Verilen anı:
************

ANI
Giriş Tarihi : 12-03-2024 17:03   Güncelleme : 12-03-2024 20:59

Arpa Kılçığı / Alparslan Aygül

Yazan: Alparslan Aygül -ARPA KILÇIĞI 

Arpa Kılçığı / Alparslan Aygül

ARPA KILÇIĞI

1981 yılı, Nevşehir Ticaret Lisesi, birinci sınıfı bitirdiğim senenin yaz tatiliydi. Adı üstünde “Yaz tatili.”

Biz köy çocukları; yaz tatili gelince zevkle, heyecanla köyümüze giderdik. Üç ayın nasıl geçtiğini hiç bilmezdik. Şimdilerde tatil deyince akla hemen deniz ve sahiller gelmekte. Oysa bizler yaz tatilini köyde çalışarak geçiriyorduk. Bundan da hiç gocunmuyorduk.

Rahmetli babam köyümüz Gümüşkent'te, Araplı Pınarındaki bahçemize arpa ekmişti. Bahçemiz iki dönüme yakın, sulak ve köye üç km uzaklıktaydı. Anam buraya neler ekerdi neler bir bilseniz. Ekilen tohumların yeşermesiyle bahçeyi gören, döner bir daha bakardı. Kuru fasulye, domates, biber, patates, soğan. En çok da ayşekadın fasulyesi ekilirdi. Çünkü babam bunları Nevşehir pazarında satar ve evin ihtiyaçlarını alırdı.

Babam bahçeyi “deh, çüş” diyerek eşekle sürer, ben de eşeğin ipinden çekerdim ki hayvan çizgiden (cızıdan) çıkmasın. Sonrasında bel kürekle karık, keli yapardık.  Toprağa bazen iki kere ekim yapardık. Arpa, haziran sonlarına doğru olgunlaşınca yolar, peşine de ayşekadın fasulyesi ekerdik. Yeşil renkli fasulyenin içinde az da olsa beyaz renklisi olur, pişirince yumuşacık olurdu. Aklıma gelmişken yazmadan edemedim. Ayşekadın fasulyesini pişirdikten sonra içine yumurta kırıpta yufka ekmekle hiç dürüm yaptınız mı? Tabi yanında da parmak üzümüyle birlikte. Parmak üzümünü bulamasak da yanında taze baş soğan ve ayranla da pek güzel olur. Her ne kadar şehirde yaşasak bile hala bu kültürü eşim sayesinde devam ettiriyoruz.

************

İstenen görevler:
1. Arpa Kılçığı anısına göre şu soruları yanıtlayın:
(a) Anlatılan yaz tatili hangi yılda ve hangi okulun birinci sınıfı bitince yaşanmıştır?
(b) Araplı Pınarındaki bahçe köye kaç km uzaklıktadır?
(c) Arpa yolunduktan sonra bahçeye ne ekilirdi?
2. Arpa Kılçığı anısında Araplı Pınarındaki bahçeye ekildiği söylenen bütün ürünleri sıralayın.
Bu veriler buradaki işlerde hiçbir rol oynamaz.

Sağlanan veriler:
************

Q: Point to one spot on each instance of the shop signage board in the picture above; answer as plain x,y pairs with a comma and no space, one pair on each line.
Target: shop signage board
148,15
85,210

************

Yanıtlar:
1.
(a) 1981 yılında, Nevşehir Ticaret Lisesinin birinci sınıfı bitince yaşanmıştır.
(b) Üç km uzaklıktadır.
(c) Ayşekadın fasulyesi ekilirdi.

2. Arpa, kuru fasulye, domates, biber, patates, soğan, ayşekadın fasulyesi.